◆ **TEXT SECTION**:
%%

Patience is not the ability to wait, but the ability to keep a good attitude while waiting.
Pin probes are invaluable for cleaning out the interiors of breather tubes and some types of feeds, and they’re also handy for probing around inside barrels and caps to loosen stuck bits of sac or other unwanted junk. Buy a small stock of " (13 mm) dowel pins from a woodworkers’ supply, and a couple of lengths of steel music wire (0.032" and 0.025" are good starters) from a hobby shop. Cut 4" (~10 cm) lengths of the wires, push the wires a little distance into the ends of a couple of dowel pins, and you’re all set. The leftover dowel pins and wire will come in handy for making other tools. The upper probe shown here came from the late Rev. Terry Koch; I made the lower one using a handy piece of dowel (because I didn’t have any dowel pins).
These are tools you will probably not need at first, but you will soon find them necessary. A set of commercial steel and brass pin punches like the ones shown here will allow you to set rivets, knock out Esterbrook cap jewels, and deal with other similar tasks.
Many pens (e.g., Onoto plunger-fillers and A. A. Waterman twist-fillers) have small-diameter pins of meetal or hard rubber inserted through transverse holes to hold things together. Commercial punches for specialty pins like these are not readily available, but you can easily make them by following the same basic procedure as the one I give for making pocket-pen pin spanners. For a pin punch, you will use a length of steel music wire of the appropriate size rather than the brass tube that a pin spanner calls for, and instead of drilling through the tubing for the staple, you will drill through wood only, just behind the music wire. It’s best to cut the music wire a little long and then finish it to the desired length, about " (13 mm), after seating the staple. Use a Sharpie to mark the wire diameter on the punch body, and cover that side of the body with cellophane tape for permanence.

%%

◆ **DATA RECORDS**:

%%

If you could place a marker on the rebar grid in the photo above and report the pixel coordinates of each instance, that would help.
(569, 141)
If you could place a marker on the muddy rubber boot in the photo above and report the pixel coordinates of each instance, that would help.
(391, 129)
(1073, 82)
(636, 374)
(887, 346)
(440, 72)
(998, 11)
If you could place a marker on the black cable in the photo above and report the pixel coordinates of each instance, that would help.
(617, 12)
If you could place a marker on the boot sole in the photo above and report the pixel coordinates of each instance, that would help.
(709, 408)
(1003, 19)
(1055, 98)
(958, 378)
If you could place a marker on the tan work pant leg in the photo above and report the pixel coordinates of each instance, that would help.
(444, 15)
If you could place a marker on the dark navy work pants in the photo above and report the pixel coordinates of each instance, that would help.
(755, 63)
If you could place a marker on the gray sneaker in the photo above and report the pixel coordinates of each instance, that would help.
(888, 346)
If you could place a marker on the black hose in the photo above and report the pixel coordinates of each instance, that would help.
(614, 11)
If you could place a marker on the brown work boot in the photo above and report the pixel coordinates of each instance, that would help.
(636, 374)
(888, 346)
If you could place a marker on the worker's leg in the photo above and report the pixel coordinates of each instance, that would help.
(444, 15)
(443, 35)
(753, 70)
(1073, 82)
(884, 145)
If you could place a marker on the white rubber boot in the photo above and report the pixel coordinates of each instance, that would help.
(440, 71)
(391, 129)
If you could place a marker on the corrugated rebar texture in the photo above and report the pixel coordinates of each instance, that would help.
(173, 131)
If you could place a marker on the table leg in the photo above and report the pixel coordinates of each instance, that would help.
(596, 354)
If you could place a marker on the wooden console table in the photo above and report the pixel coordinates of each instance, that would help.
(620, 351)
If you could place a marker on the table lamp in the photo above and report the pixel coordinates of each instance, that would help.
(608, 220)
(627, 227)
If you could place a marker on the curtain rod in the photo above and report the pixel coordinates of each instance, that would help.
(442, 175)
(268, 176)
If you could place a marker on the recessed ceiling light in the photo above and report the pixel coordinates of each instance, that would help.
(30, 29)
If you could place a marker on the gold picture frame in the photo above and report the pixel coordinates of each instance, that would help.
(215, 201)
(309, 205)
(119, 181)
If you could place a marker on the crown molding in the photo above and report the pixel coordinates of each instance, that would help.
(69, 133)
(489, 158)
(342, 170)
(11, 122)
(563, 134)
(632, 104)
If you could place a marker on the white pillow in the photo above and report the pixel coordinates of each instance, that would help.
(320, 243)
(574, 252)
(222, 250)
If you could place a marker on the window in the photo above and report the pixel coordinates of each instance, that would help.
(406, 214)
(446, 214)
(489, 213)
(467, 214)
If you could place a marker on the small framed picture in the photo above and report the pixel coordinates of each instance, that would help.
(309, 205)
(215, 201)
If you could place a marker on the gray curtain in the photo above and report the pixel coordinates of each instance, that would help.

%%

◆ **YOUR INSTRUCTIONS**: Repeat the text on pin probes and pin punches for pen repair word for word, from start to finish.

◆ **WRITTEN ANSWER**:
Patience is not the ability to wait, but the ability to keep a good attitude while waiting.
Pin probes are invaluable for cleaning out the interiors of breather tubes and some types of feeds, and they’re also handy for probing around inside barrels and caps to loosen stuck bits of sac or other unwanted junk. Buy a small stock of " (13 mm) dowel pins from a woodworkers’ supply, and a couple of lengths of steel music wire (0.032" and 0.025" are good starters) from a hobby shop. Cut 4" (~10 cm) lengths of the wires, push the wires a little distance into the ends of a couple of dowel pins, and you’re all set. The leftover dowel pins and wire will come in handy for making other tools. The upper probe shown here came from the late Rev. Terry Koch; I made the lower one using a handy piece of dowel (because I didn’t have any dowel pins).
These are tools you will probably not need at first, but you will soon find them necessary. A set of commercial steel and brass pin punches like the ones shown here will allow you to set rivets, knock out Esterbrook cap jewels, and deal with other similar tasks.
Many pens (e.g., Onoto plunger-fillers and A. A. Waterman twist-fillers) have small-diameter pins of meetal or hard rubber inserted through transverse holes to hold things together. Commercial punches for specialty pins like these are not readily available, but you can easily make them by following the same basic procedure as the one I give for making pocket-pen pin spanners. For a pin punch, you will use a length of steel music wire of the appropriate size rather than the brass tube that a pin spanner calls for, and instead of drilling through the tubing for the staple, you will drill through wood only, just behind the music wire. It’s best to cut the music wire a little long and then finish it to the desired length, about " (13 mm), after seating the staple. Use a Sharpie to mark the wire diameter on the punch body, and cover that side of the body with cellophane tape for permanence.